● **Stated problem**
From the passage on couples and money, retype the stretch that opens with the words containing "We also discovered" and closes with "a Friday night.".

● **Reading passage**
Having agreed early in Hayden’s class that we would do our best to communicate without blame, as well as respect the other’s way of dealing with money even as it differed from our own, my partner and I discovered that our money interactions had already become more dignified. Dispensing with blame facilitated money conversations that were focused on how to get things done, not whose fault it is that this or that happened.
We also discovered that communicating regularly and openly during the meetings had a seemingly magical effect on the rest of the week. We stopped calling out bad news to each other on the way out the door, or talking about money over breakfast or right before bed. We knew and trusted that we had a time and place to discuss bills and plans — and it wasn’t the couch on a Friday night.
When a member of a couple tells Hayden, “This isn’t how I did things when I was single,” she usually responds with something like, “Well, you’re not single — but we can arrange for that.”

● **Provided material**

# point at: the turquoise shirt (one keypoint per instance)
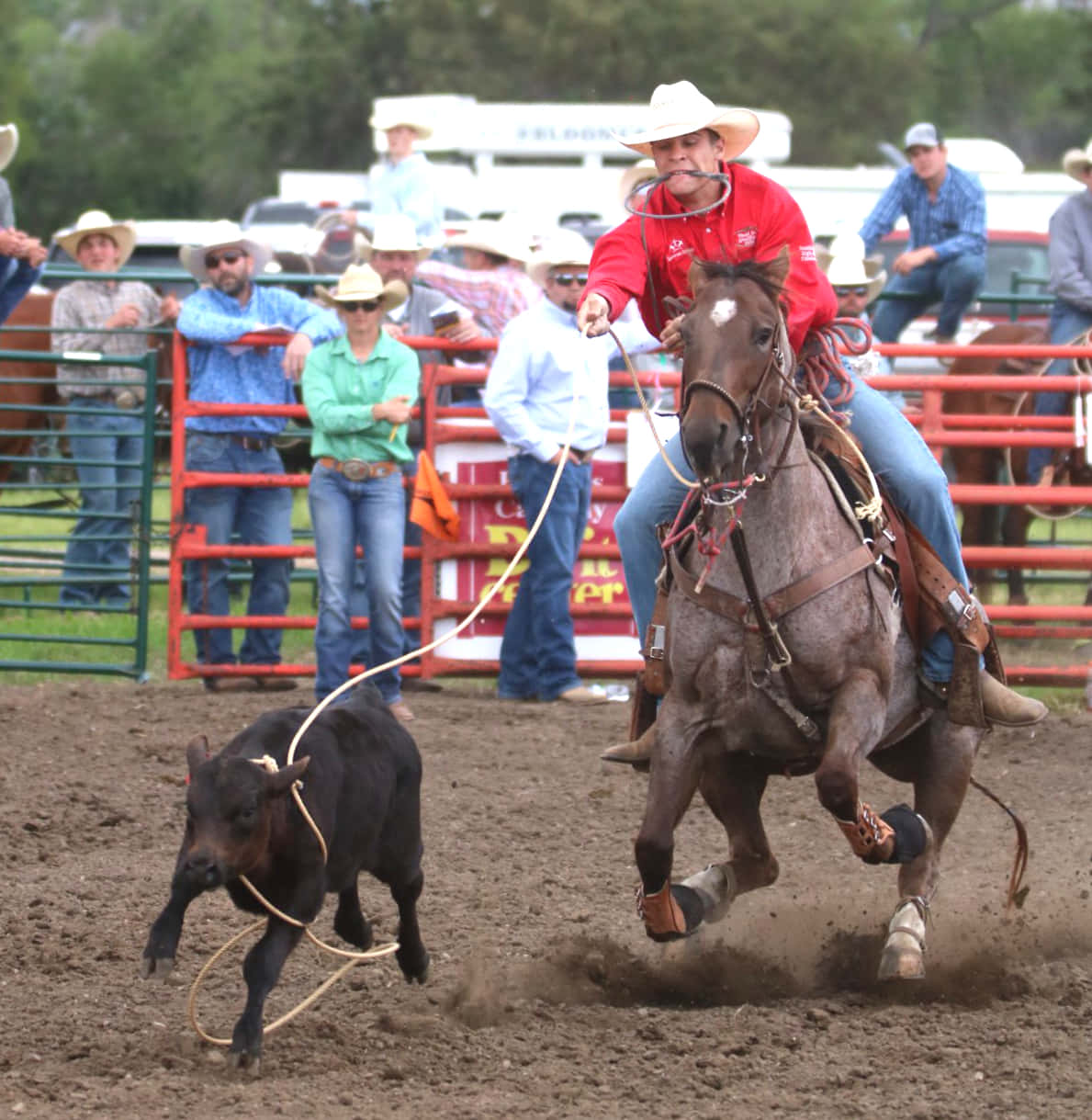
(340, 391)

● **Result**
We also discovered that communicating regularly and openly during the meetings had a seemingly magical effect on the rest of the week. We stopped calling out bad news to each other on the way out the door, or talking about money over breakfast or right before bed. We knew and trusted that we had a time and place to discuss bills and plans — and it wasn’t the couch on a Friday night.